Records to process section start

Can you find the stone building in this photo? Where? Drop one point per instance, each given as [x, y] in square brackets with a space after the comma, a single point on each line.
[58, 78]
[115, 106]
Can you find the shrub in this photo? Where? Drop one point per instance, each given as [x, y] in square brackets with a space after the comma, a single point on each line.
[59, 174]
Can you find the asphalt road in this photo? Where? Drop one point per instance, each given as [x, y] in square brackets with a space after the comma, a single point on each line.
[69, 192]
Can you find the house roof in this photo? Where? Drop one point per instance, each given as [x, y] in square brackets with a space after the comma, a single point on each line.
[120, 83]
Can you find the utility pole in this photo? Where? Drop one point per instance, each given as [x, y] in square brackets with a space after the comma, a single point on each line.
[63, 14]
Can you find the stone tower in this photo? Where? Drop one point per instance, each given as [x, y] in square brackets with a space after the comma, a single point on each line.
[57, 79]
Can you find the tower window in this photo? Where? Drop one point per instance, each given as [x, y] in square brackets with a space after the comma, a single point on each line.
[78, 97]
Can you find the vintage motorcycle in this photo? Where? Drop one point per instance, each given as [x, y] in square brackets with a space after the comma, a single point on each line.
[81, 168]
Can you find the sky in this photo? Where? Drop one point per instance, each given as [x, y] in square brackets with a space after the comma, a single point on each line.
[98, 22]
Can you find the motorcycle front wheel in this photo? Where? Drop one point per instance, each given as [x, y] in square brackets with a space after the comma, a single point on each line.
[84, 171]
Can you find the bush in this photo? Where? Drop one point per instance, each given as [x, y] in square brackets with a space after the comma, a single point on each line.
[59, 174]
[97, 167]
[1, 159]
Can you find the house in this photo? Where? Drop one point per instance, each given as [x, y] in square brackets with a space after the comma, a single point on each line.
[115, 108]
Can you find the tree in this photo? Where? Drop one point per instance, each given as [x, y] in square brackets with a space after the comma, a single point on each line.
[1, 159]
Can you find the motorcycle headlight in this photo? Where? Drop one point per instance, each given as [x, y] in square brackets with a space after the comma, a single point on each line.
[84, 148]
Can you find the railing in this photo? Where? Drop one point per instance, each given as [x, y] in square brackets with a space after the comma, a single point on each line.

Records to process section end
Records to process section start

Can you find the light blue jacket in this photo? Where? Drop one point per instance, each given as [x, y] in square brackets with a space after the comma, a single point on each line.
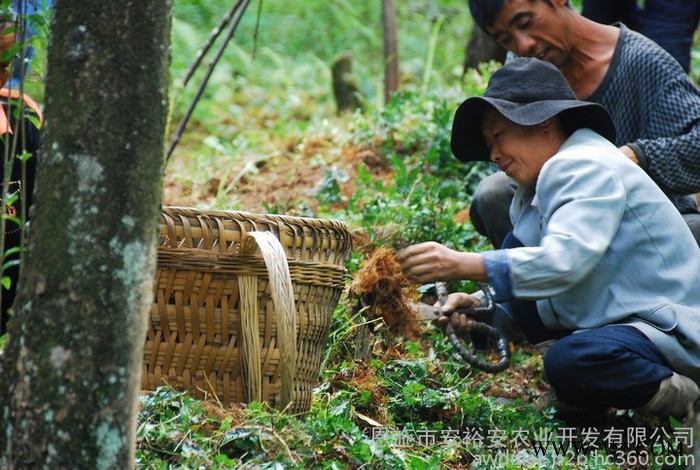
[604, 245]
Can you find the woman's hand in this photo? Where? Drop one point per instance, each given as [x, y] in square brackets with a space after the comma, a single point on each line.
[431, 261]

Records to process section end

_Your objective_
Beginning with the line holding "Can you find the tower" and ending with the line holding "Can you find the railing", write out the stretch of material above exactly; add no further lines.

_Result below_
Can you find the tower window in this photo? Where? Drop one point per instance, each given as [x, y] in square brackets with a space after the comma, a single point on each line.
[78, 97]
Can you find the vintage motorcycle in this photo? Where? Drop one point per instance, each given as [x, y] in square brackets with a space after the comma, a single point on each line.
[81, 168]
Can you find the sky in this photo? Where? Drop one point per instance, each given as [x, y] in square brackets with a space after the comma, a single point on each line.
[98, 22]
Can you find the motorcycle front wheel in this photo? Where? Drop one point per instance, each given as [x, y] in square brackets with a space after the comma, a single point on each line.
[84, 171]
Can you find the bush in this photo? Where? Drop one point per instance, each given as [x, y] in square brackets with a space after the comma, a single point on each line.
[59, 174]
[97, 167]
[1, 159]
Can you find the house in this photo? Where? Drop one point per instance, each given as [x, y] in square brackets with a space after the comma, a single point on each line.
[115, 108]
Can you find the tree in this photo? Where? Drop one point per instance, each given as [x, y] in square brackets with a space after the comma, a single point on each line.
[1, 159]
Can you find the motorcycle headlight in this photo? Where? Drop one point per instance, each given as [x, y] in square brackets with a space after the comma, a single point on each line.
[84, 148]
Can you find the railing in this photo? Where? Drop one point per instance, each given as [x, y] in square brackets with a space after the comma, a single point on each line.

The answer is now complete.